Exercise requirements
Return the lines below exactly as they appear, please, starting with the first and ending with the one that contains "the fir tree.".

Extracted data
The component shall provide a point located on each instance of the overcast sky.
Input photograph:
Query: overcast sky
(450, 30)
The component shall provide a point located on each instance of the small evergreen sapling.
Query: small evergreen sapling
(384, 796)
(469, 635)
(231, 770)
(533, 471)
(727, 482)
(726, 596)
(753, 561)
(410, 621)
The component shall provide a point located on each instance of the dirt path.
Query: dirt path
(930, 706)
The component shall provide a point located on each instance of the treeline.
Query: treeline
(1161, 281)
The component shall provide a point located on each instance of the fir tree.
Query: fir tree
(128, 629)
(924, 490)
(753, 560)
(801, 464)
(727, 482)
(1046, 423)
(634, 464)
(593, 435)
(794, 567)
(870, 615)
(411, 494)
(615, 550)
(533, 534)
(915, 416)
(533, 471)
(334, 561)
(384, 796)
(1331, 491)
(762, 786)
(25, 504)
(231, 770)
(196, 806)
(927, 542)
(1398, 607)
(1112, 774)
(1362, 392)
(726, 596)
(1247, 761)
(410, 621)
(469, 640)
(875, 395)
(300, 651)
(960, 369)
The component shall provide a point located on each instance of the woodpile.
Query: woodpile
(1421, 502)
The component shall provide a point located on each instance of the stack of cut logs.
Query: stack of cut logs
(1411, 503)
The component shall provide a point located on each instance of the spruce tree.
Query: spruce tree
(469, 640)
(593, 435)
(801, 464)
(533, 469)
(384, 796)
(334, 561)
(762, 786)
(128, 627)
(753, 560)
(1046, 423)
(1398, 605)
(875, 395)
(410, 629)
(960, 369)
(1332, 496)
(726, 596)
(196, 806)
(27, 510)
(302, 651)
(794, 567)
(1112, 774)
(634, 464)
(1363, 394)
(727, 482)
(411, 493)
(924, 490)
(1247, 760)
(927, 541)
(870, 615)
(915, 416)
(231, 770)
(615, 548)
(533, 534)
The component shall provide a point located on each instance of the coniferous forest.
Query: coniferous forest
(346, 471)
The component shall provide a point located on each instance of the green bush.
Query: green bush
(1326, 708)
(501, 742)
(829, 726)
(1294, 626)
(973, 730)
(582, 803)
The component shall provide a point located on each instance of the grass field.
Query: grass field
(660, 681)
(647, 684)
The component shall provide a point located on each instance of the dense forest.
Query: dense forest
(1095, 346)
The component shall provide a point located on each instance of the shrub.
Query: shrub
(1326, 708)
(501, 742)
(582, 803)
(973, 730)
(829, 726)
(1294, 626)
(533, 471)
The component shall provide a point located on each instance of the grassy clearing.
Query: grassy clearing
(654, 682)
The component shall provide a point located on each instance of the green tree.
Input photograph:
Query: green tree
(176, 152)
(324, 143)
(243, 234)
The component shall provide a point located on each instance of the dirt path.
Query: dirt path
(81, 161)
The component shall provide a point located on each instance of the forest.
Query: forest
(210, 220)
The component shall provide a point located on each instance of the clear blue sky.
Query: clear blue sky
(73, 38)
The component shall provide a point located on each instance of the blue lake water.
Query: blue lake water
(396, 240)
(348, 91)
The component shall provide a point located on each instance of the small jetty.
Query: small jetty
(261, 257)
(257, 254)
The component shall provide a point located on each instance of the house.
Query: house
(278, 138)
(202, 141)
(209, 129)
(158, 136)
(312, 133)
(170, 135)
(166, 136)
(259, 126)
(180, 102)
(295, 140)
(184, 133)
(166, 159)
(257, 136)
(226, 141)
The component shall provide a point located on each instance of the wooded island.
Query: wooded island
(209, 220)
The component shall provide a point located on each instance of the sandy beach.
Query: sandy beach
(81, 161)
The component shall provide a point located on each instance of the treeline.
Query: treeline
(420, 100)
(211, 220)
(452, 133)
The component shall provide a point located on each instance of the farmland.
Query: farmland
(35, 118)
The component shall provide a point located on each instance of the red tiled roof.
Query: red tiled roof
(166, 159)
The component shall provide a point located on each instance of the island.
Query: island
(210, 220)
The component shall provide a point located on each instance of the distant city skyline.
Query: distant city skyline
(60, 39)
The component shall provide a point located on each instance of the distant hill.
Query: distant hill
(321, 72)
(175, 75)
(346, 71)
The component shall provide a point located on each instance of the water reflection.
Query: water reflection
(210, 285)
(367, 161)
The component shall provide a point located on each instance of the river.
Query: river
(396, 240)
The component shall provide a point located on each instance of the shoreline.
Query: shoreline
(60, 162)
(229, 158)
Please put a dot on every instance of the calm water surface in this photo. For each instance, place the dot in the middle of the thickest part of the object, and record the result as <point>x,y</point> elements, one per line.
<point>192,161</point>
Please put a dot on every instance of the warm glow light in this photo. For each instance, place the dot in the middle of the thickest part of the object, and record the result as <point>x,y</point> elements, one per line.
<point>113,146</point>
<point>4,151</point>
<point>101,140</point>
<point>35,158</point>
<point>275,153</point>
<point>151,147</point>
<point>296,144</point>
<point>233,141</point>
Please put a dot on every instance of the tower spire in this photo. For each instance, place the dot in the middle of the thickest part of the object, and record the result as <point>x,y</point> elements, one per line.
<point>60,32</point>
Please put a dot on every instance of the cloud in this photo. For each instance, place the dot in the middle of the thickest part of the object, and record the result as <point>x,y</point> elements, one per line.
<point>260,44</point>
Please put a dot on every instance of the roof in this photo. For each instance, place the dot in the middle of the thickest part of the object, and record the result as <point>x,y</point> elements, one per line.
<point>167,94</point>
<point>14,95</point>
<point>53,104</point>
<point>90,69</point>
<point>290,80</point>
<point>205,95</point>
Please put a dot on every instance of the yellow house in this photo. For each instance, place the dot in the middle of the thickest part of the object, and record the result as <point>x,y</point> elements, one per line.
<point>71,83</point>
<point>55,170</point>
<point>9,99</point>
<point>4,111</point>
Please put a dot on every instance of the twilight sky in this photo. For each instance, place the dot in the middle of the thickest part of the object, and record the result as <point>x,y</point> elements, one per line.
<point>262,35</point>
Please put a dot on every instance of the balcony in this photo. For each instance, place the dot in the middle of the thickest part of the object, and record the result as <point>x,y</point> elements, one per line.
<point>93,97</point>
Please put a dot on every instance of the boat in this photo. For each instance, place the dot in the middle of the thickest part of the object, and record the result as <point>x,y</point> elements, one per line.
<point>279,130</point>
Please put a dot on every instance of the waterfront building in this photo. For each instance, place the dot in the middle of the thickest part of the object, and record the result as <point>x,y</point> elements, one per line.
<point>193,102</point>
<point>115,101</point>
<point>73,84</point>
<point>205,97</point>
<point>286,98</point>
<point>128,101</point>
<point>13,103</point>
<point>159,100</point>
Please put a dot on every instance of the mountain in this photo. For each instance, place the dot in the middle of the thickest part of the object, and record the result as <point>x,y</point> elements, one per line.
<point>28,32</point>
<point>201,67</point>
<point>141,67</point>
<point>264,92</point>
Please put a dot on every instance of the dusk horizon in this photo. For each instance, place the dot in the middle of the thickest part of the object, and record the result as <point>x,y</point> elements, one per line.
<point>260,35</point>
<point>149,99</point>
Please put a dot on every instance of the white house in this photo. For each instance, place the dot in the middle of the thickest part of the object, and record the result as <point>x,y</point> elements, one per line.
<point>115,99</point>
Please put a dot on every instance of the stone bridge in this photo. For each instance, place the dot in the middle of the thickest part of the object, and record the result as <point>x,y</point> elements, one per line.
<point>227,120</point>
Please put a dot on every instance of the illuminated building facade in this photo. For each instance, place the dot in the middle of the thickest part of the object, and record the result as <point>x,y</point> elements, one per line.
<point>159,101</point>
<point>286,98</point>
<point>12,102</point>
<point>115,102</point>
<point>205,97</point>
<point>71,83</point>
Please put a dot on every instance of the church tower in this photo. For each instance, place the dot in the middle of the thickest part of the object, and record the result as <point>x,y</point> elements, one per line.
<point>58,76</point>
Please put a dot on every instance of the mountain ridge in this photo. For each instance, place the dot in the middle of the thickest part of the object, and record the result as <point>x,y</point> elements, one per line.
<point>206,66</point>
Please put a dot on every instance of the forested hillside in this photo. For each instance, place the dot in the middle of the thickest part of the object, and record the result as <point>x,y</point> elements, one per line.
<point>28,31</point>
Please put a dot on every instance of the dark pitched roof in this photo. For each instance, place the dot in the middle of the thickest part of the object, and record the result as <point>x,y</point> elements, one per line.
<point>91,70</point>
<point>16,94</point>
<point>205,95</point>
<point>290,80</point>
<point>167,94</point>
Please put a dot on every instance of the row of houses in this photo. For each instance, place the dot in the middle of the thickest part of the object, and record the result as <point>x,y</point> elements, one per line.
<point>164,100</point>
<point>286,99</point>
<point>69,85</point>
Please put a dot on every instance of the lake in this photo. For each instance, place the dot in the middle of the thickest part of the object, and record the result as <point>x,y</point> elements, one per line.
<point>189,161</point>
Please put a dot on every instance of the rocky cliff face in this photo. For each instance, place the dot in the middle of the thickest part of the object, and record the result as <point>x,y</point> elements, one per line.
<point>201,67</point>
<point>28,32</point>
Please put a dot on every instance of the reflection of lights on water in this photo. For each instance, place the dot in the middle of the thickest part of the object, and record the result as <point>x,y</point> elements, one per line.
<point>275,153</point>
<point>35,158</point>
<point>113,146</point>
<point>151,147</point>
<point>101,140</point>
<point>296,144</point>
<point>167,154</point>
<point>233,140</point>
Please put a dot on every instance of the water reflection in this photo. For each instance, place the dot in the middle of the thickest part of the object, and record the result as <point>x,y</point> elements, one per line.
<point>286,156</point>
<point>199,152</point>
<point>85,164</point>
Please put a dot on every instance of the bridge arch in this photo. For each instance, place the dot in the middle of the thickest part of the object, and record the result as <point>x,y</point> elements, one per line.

Answer box
The component shall provide a point located on each instance of the overcast sky.
Input photograph:
Query: overcast sky
(450, 30)
The component shall provide a point located on each instance of the small evergreen sapling.
Query: small evergreen sapling
(384, 796)
(469, 635)
(231, 770)
(533, 471)
(727, 482)
(726, 596)
(753, 561)
(410, 621)
The component shall provide a point located on each instance of the dirt path.
Query: dirt path
(930, 706)
The component shall provide a point located on each instance of the treeline.
Query: treeline
(1161, 281)
The component shall provide a point located on each instance of the fir tree.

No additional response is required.